--- Requirement A ---
List every word that the Coxeter group passage sets off in quotation marks.
--- Requirement B ---
Reproduce the stretch of the Coxeter group passage from "When Coxeter extended" through "and $(q-2)(r-2) \le 4$.".

--- Page text ---
------------------------------

These pictures, drawn by Roice Nelson, are attempts to visualize a geometry having as symmetries the {6,3,7} Coxeter group, by which I mean the one coming from the Coxeter diagram

$$\circ-6-\circ-3-\circ-7-\circ$$

Does this group act on a 4-dimensional real vector space equipped with a quadratic form of signature $++--$, with the four standard generators acting as reflections?

More generally: it's easy to learn about Coxeter groups acting as reflections on real vector spaces with a quadratic form of signature $(n,1)$: these 'hyperbolic' Coxeter groups show up as symmetries of hyperbolic honeycombs, and there's a lot of literature available on those. But what about 'ultrahyperbolic' Coxeter groups, which act as isometries of real vector spaces with quadratic form of signature $(n,m)$ with $n, m \ge 2$? Where can we learn about those?

Here is what Roice Nelson wrote about the above pictures, as part of a discussion about a puzzle I posed on Google+:

I just uploaded two pictures of the {6,3,7} to wikipedia:

https://commons.wikimedia.org/wiki/File:H3_637_UHS_plane_at_infinity_view_1.png

https://commons.wikimedia.org/wiki/File:H3_637_UHS_plane_at_infinity_view_2.png

The images look nothing like the {6,3,6}, so here's a little about what's going on and why I drew them differently...

When Coxeter extended the enumeration of honeycombs from 4 to 15, he did so by allowing the fundamental simplex to have "ideal" vertices. But he still limited the volume of the simplex to be finite. This restriction is equivalent to requiring the cells and vertex figures to be spherical and/or Euclidean. For a {p,q,r} honeycomb, $(p-2)(q-2) \le 4$ and $(q-2)(r-2) \le 4$.

------------------------------

--- Data listing ---
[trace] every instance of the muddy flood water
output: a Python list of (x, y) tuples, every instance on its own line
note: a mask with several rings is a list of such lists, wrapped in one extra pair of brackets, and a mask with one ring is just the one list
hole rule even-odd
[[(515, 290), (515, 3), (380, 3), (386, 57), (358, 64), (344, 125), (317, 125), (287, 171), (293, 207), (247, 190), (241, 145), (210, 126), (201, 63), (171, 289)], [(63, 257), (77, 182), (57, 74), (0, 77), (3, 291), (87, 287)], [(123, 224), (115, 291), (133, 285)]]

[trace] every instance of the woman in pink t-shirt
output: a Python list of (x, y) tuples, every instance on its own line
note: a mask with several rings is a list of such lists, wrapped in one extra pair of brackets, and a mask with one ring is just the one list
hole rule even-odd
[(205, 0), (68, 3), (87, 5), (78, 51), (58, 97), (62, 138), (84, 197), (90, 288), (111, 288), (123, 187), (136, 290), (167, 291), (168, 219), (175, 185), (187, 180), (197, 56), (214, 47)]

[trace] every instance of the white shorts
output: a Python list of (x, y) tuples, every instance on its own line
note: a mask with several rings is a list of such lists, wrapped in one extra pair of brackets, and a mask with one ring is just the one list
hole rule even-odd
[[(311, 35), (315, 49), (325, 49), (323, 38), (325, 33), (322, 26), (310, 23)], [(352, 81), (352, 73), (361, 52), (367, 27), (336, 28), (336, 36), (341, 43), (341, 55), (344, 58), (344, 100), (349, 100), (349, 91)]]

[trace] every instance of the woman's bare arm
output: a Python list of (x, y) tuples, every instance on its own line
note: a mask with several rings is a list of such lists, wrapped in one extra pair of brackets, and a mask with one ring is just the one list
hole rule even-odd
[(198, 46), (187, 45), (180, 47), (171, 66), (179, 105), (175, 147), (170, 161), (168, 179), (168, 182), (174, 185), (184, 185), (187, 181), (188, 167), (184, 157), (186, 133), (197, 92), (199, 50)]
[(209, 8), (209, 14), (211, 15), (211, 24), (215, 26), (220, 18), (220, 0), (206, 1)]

------------------------------

--- Your response A ---
'hyperbolic', 'ultrahyperbolic', "ideal"

--- Your response B ---
When Coxeter extended the enumeration of honeycombs from 4 to 15, he did so by allowing the fundamental simplex to have "ideal" vertices. But he still limited the volume of the simplex to be finite. This restriction is equivalent to requiring the cells and vertex figures to be spherical and/or Euclidean. For a {p,q,r} honeycomb, $(p-2)(q-2) \le 4$ and $(q-2)(r-2) \le 4$.